## Your task
From the line holding "at the brown" to the final line below, restate each line word for word and add nothing.

## Material provided
════════════════════

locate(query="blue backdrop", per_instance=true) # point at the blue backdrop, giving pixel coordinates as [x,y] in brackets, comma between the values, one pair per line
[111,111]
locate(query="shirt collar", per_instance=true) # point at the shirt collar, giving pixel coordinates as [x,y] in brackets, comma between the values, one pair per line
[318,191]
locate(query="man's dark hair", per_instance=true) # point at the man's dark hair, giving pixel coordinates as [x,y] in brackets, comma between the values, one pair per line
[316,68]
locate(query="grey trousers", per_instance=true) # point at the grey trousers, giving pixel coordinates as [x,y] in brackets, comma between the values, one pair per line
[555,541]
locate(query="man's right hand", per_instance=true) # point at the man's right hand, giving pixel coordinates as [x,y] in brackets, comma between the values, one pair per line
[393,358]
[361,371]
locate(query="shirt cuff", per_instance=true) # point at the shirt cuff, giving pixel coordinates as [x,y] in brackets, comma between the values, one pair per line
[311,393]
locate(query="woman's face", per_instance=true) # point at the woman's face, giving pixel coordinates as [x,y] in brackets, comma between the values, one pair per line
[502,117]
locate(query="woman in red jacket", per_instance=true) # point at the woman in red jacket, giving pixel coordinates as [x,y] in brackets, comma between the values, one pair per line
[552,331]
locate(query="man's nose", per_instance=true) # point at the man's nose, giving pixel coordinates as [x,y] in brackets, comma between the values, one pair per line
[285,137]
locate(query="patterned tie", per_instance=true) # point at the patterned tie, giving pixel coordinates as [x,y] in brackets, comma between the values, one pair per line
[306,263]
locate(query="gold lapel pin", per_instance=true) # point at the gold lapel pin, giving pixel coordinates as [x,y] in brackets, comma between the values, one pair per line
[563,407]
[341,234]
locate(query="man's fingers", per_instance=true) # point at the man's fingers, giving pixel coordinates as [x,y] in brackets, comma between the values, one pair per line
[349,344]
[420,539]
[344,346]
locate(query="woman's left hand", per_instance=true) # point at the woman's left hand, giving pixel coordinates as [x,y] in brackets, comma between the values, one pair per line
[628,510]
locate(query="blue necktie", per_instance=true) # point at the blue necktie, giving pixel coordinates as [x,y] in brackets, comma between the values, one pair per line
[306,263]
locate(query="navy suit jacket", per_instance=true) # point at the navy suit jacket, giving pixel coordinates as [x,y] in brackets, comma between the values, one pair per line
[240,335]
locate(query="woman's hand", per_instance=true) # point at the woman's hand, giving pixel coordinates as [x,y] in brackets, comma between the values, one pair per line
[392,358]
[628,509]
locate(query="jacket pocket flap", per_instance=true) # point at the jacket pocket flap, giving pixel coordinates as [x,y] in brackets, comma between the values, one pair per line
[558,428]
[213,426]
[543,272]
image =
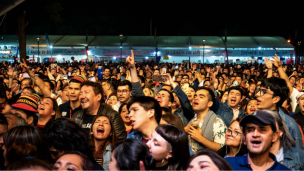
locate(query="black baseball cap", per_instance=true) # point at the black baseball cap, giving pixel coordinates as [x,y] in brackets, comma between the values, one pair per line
[261,118]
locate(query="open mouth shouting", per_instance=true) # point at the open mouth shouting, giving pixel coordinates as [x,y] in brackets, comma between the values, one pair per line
[256,143]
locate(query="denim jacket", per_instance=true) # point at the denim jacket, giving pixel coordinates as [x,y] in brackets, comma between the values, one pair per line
[185,113]
[293,129]
[294,159]
[224,111]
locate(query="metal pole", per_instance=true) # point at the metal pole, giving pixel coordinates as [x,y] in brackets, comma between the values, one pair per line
[204,50]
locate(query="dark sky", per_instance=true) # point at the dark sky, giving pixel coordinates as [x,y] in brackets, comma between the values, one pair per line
[177,18]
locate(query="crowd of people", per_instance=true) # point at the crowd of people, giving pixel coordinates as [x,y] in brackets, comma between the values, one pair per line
[151,116]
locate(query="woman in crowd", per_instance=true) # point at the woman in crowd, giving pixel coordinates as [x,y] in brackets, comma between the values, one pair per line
[251,106]
[149,92]
[171,119]
[207,160]
[169,148]
[64,135]
[26,134]
[48,110]
[284,147]
[191,93]
[224,96]
[234,140]
[103,138]
[113,101]
[124,114]
[73,160]
[128,154]
[221,85]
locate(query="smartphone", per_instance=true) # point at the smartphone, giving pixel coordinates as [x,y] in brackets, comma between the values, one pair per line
[159,78]
[93,79]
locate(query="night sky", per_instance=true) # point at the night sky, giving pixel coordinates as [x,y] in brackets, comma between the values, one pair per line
[177,18]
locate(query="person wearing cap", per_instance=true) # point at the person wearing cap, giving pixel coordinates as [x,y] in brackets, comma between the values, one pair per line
[299,116]
[260,133]
[26,107]
[70,107]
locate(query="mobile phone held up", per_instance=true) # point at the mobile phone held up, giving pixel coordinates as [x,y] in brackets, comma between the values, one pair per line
[159,78]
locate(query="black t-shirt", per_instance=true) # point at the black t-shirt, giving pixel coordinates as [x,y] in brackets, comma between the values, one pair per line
[299,118]
[87,122]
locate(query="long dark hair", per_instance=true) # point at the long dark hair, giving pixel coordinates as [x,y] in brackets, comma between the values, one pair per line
[179,142]
[31,135]
[218,161]
[111,140]
[129,153]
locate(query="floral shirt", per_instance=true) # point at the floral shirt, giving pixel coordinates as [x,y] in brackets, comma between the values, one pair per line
[218,133]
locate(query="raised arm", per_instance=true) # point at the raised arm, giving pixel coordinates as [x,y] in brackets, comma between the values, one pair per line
[283,75]
[268,64]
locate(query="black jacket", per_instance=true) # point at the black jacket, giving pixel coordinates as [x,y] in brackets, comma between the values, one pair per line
[106,110]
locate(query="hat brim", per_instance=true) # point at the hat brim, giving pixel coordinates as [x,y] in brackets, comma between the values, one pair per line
[24,107]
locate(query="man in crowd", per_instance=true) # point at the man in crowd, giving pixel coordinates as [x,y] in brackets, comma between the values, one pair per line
[260,133]
[73,105]
[90,99]
[206,129]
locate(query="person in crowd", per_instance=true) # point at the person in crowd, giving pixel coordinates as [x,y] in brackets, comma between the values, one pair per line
[284,147]
[149,92]
[124,90]
[73,160]
[30,164]
[113,101]
[171,119]
[145,114]
[26,107]
[108,88]
[69,132]
[103,138]
[168,147]
[251,106]
[65,93]
[69,108]
[260,133]
[207,159]
[299,116]
[229,110]
[271,95]
[48,110]
[90,99]
[124,114]
[206,129]
[14,120]
[234,140]
[26,134]
[128,155]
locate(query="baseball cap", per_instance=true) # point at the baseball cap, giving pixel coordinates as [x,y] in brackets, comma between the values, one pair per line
[299,95]
[261,117]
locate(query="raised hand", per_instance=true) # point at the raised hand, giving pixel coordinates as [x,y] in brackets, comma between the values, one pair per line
[268,63]
[276,61]
[130,60]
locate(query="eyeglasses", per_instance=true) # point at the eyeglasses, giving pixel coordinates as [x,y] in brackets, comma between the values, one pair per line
[261,92]
[233,133]
[122,91]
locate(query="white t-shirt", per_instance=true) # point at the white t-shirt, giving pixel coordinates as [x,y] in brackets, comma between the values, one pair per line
[293,96]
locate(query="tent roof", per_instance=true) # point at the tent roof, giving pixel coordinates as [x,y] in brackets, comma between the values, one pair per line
[149,41]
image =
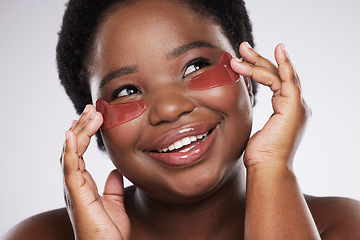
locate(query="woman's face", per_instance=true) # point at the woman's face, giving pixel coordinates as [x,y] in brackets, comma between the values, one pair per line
[149,50]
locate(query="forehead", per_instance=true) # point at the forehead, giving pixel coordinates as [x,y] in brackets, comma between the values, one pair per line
[153,28]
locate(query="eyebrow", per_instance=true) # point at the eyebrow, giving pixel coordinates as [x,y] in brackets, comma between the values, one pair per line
[187,47]
[174,54]
[118,73]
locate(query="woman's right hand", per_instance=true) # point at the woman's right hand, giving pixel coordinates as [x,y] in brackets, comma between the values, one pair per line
[92,216]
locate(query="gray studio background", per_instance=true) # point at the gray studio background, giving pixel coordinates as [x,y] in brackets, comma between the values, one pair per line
[322,37]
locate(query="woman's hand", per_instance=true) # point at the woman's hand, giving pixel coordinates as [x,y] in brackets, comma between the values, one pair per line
[276,143]
[92,216]
[275,205]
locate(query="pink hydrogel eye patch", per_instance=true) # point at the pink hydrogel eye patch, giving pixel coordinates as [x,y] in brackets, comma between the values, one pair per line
[119,113]
[219,75]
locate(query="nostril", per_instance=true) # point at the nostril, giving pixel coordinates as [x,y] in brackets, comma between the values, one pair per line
[169,108]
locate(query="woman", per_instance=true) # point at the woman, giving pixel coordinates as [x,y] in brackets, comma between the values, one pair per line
[151,51]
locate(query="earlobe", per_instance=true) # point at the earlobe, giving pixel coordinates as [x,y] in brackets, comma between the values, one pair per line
[248,83]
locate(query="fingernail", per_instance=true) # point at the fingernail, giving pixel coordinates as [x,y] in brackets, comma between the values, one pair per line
[67,135]
[237,60]
[248,45]
[282,45]
[87,108]
[73,124]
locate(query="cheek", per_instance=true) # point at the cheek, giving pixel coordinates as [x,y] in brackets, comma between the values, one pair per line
[120,142]
[231,99]
[115,115]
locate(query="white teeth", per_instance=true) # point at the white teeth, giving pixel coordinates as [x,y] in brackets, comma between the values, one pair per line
[183,142]
[178,144]
[186,141]
[193,138]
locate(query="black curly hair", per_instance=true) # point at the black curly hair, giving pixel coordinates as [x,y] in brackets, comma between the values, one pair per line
[82,18]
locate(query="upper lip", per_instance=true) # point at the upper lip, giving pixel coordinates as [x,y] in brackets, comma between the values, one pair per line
[168,138]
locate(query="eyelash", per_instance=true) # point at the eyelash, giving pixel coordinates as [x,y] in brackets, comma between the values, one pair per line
[116,93]
[198,64]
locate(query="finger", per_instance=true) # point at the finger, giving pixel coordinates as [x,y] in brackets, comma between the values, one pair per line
[251,56]
[71,169]
[287,71]
[88,130]
[84,118]
[114,187]
[260,74]
[63,149]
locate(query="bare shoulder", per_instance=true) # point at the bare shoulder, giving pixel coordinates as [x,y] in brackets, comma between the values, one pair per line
[48,225]
[336,218]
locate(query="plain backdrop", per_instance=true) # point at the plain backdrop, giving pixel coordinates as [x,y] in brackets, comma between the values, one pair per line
[321,36]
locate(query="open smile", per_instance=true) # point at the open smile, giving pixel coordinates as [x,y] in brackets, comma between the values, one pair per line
[188,150]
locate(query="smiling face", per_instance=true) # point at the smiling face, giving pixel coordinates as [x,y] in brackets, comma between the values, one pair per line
[187,142]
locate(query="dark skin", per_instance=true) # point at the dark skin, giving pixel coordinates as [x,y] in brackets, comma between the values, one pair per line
[205,200]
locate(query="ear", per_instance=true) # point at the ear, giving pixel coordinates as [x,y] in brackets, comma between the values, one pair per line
[248,83]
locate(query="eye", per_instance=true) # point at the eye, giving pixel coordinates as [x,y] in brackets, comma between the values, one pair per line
[195,65]
[125,91]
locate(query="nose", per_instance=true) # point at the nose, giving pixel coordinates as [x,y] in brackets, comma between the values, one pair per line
[168,104]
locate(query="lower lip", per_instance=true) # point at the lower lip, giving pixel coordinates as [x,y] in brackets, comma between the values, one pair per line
[186,159]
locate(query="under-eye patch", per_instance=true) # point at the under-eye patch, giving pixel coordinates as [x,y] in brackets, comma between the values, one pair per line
[219,75]
[119,113]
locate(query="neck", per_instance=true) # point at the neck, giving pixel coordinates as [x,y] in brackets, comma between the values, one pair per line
[219,216]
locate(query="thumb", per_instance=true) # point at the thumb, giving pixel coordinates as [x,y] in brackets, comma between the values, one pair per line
[114,187]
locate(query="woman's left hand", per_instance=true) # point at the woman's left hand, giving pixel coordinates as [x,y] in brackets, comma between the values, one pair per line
[276,143]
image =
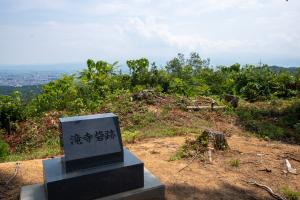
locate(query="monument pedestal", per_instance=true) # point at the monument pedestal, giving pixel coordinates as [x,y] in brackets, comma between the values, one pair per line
[92,182]
[95,165]
[152,190]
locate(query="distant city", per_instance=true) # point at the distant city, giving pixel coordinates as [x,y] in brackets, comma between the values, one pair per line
[18,79]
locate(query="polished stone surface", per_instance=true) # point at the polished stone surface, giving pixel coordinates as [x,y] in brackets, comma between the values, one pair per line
[91,140]
[93,182]
[152,190]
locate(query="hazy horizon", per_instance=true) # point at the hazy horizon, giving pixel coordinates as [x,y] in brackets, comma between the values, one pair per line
[44,32]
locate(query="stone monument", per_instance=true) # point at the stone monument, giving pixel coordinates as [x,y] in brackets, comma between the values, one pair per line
[94,166]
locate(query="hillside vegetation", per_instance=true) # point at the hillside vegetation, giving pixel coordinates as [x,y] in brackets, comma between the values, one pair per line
[269,103]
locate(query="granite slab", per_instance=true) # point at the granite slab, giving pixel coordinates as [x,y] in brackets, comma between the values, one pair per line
[153,190]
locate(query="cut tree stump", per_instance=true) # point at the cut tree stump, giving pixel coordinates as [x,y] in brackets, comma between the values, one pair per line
[218,138]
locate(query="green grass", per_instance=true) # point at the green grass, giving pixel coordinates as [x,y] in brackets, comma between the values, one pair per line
[234,163]
[275,119]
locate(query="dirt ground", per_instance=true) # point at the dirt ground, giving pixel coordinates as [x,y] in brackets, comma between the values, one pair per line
[200,180]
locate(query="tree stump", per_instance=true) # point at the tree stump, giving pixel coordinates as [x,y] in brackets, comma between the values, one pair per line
[217,138]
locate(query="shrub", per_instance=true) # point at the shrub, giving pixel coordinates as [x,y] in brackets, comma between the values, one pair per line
[3,149]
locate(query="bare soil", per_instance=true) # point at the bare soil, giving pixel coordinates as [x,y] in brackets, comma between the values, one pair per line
[200,180]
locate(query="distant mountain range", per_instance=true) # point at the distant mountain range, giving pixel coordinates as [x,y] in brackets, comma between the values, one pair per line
[292,70]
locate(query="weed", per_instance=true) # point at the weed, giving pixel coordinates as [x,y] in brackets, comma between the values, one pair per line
[130,136]
[3,148]
[290,194]
[234,163]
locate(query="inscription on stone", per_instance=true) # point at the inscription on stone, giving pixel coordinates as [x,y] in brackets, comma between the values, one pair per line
[90,136]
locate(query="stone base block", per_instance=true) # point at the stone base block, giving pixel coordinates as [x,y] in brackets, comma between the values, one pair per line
[91,183]
[152,190]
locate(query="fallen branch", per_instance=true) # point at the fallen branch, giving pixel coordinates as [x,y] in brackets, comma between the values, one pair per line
[267,188]
[291,157]
[204,107]
[190,162]
[15,174]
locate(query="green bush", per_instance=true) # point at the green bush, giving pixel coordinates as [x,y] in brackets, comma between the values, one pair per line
[4,148]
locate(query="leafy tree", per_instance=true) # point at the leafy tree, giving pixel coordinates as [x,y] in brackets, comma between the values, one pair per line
[10,110]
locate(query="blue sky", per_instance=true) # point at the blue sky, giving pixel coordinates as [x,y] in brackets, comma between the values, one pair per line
[226,31]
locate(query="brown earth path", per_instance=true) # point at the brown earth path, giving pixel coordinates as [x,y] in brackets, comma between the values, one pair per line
[200,180]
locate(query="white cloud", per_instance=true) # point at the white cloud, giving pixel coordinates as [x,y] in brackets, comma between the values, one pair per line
[65,30]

════════════════════

## Solution for this exercise
locate(query="brown earth path", per_instance=true) # point at the brown earth path, giving pixel coordinates as [x,y] in brackets, comma between the values, one pair per line
[200,180]
locate(query="white cloud", per_instance=true) # point at the white cloud, giving pixel coordinates as [x,y] in brackets, comma between the values, one pair per line
[65,30]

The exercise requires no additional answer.